## The exercise
Please copy out the lines exactly, starting at the first line and ending at the line that contains "Outline every instance".

## Task material
** Begin **

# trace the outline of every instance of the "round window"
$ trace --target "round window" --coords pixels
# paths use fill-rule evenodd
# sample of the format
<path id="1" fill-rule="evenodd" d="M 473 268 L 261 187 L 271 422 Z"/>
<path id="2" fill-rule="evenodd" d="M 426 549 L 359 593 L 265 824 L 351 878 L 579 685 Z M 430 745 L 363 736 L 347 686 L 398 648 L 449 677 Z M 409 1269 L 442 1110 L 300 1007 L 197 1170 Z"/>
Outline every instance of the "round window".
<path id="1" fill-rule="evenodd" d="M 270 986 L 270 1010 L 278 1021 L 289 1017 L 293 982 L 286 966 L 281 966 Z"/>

** End **

## Reply to the exercise
# trace the outline of every instance of the "round window"
$ trace --target "round window" --coords pixels
# paths use fill-rule evenodd
# sample of the format
<path id="1" fill-rule="evenodd" d="M 473 268 L 261 187 L 271 422 Z"/>
<path id="2" fill-rule="evenodd" d="M 426 549 L 359 593 L 265 824 L 351 878 L 579 685 Z M 430 745 L 363 736 L 347 686 L 398 648 L 449 677 Z M 409 1269 L 442 1110 L 300 1007 L 197 1170 Z"/>
Outline every instance of the "round window".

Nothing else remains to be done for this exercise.